- _REQUIREMENTS_
Say how many lines in the items below contain the word "cleat", counting only matches with the same capitalization. Reply with the number alone.

- _DATA EXTRACT_
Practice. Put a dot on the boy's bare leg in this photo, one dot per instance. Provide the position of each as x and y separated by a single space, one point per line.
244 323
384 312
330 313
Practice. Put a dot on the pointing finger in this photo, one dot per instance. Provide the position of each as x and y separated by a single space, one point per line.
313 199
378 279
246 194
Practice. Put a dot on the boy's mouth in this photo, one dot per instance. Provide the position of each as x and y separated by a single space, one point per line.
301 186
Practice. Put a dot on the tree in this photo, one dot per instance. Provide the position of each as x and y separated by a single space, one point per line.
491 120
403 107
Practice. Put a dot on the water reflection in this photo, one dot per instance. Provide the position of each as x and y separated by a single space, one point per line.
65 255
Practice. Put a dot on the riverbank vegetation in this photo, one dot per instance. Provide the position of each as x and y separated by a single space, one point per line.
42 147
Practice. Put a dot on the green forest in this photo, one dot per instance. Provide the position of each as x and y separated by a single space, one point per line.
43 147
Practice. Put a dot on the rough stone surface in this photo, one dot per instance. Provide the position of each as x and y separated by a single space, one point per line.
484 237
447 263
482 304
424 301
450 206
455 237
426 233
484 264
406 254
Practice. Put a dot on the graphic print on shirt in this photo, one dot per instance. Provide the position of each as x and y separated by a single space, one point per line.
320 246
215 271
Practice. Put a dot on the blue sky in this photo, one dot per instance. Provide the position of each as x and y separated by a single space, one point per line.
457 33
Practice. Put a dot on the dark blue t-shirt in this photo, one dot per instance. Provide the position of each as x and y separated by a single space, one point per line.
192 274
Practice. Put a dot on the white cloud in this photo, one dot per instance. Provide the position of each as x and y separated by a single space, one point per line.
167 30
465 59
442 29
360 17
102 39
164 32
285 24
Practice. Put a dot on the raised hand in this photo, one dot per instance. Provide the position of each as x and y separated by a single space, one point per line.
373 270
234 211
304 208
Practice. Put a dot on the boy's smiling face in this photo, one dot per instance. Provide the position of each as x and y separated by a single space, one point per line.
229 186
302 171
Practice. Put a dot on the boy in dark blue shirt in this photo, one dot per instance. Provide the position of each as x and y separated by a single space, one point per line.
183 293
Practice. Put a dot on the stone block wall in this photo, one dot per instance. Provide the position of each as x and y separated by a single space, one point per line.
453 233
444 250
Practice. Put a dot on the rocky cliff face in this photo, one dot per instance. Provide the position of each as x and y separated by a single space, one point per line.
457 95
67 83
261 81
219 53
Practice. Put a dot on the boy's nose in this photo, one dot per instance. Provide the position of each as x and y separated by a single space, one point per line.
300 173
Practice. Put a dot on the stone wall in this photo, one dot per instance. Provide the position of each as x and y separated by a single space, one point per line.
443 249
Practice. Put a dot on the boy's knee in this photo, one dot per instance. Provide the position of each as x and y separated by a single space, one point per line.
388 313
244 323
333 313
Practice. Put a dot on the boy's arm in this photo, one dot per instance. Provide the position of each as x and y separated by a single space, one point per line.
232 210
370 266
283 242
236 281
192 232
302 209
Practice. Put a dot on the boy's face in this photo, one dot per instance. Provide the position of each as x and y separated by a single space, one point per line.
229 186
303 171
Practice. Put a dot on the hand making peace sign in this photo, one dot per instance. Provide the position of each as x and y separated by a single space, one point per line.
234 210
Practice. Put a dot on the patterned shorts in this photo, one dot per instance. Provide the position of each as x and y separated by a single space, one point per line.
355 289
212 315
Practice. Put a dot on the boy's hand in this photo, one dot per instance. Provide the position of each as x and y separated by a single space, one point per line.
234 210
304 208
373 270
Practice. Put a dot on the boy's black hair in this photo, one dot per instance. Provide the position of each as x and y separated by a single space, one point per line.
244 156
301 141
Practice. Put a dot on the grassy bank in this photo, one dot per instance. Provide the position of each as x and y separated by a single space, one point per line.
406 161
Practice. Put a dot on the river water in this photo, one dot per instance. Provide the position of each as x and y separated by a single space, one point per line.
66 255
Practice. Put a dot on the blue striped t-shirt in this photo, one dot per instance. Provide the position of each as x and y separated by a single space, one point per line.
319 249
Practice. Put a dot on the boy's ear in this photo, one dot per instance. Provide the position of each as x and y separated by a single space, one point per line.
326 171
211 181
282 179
==
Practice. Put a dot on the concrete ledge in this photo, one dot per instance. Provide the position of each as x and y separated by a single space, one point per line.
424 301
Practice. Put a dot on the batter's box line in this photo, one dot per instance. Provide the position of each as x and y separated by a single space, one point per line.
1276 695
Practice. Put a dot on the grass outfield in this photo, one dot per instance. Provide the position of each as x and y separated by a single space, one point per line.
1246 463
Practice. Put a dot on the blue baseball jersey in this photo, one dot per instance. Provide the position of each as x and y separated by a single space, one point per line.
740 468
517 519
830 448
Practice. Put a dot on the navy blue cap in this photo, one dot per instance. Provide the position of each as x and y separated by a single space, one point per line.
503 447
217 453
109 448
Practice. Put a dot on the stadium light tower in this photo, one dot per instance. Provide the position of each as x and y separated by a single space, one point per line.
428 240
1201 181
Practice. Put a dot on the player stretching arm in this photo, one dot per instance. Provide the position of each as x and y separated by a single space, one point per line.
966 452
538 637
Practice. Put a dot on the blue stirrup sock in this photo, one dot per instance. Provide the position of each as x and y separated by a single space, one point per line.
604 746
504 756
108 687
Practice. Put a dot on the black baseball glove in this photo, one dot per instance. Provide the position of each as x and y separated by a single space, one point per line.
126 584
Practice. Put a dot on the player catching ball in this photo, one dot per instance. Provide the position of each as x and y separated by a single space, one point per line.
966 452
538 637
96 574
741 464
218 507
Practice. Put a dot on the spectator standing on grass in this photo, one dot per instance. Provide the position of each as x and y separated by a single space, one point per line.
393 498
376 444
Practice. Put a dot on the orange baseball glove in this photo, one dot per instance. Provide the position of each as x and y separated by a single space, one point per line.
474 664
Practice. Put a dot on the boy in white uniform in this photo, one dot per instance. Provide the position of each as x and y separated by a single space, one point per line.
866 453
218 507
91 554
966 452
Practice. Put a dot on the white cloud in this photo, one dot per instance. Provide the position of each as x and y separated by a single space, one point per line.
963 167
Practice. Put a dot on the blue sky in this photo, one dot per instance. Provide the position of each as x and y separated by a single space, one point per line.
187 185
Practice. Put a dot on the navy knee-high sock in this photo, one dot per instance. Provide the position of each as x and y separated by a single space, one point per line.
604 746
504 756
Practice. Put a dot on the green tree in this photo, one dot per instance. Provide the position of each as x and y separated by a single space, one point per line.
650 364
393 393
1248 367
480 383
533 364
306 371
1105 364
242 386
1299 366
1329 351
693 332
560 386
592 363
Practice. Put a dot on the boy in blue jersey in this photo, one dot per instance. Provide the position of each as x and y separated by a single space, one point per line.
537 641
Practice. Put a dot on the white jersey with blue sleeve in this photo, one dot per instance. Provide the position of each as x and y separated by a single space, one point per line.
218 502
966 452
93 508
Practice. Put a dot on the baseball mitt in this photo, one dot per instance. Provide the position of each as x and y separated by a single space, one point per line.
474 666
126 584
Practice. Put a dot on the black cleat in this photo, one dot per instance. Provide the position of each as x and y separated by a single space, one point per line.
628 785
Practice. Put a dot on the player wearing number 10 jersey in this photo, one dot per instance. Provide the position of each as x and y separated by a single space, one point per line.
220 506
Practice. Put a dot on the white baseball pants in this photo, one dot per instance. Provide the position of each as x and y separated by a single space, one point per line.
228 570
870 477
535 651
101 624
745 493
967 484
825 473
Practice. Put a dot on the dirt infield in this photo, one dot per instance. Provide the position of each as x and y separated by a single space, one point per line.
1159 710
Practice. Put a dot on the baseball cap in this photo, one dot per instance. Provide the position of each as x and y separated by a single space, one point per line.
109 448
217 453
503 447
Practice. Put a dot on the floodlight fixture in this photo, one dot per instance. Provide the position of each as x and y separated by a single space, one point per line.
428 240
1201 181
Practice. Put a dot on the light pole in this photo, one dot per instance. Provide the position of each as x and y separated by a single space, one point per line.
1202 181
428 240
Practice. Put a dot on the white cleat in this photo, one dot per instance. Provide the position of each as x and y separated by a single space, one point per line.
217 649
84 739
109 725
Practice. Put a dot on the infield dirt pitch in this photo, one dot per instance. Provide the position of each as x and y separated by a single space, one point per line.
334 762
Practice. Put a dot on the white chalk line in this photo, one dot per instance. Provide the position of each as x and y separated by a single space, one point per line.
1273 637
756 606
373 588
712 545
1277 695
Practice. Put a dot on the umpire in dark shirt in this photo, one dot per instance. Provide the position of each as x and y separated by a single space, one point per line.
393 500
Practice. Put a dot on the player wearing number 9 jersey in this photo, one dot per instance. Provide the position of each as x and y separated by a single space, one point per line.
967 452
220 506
--
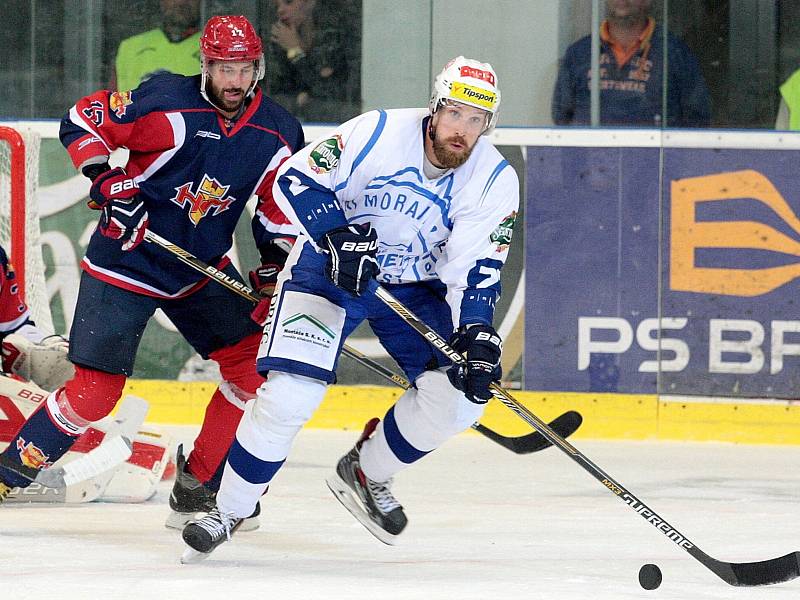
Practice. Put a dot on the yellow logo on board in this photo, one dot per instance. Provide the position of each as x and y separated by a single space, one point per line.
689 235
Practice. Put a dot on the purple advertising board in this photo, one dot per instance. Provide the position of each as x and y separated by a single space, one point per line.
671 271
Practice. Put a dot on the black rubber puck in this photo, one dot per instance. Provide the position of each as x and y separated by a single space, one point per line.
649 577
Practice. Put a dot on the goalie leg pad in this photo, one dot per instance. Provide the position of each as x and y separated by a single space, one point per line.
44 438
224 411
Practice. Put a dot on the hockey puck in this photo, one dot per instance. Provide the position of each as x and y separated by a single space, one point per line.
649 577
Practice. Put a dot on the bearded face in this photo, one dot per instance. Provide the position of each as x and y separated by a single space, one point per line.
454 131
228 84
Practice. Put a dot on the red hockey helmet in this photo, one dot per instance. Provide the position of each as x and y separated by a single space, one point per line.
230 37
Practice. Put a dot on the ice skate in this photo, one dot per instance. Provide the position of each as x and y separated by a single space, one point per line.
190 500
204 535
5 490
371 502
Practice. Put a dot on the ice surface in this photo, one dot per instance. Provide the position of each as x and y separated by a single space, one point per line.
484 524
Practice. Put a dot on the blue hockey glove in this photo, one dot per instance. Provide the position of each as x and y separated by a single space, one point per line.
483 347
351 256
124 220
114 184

- _THE REPLY_
2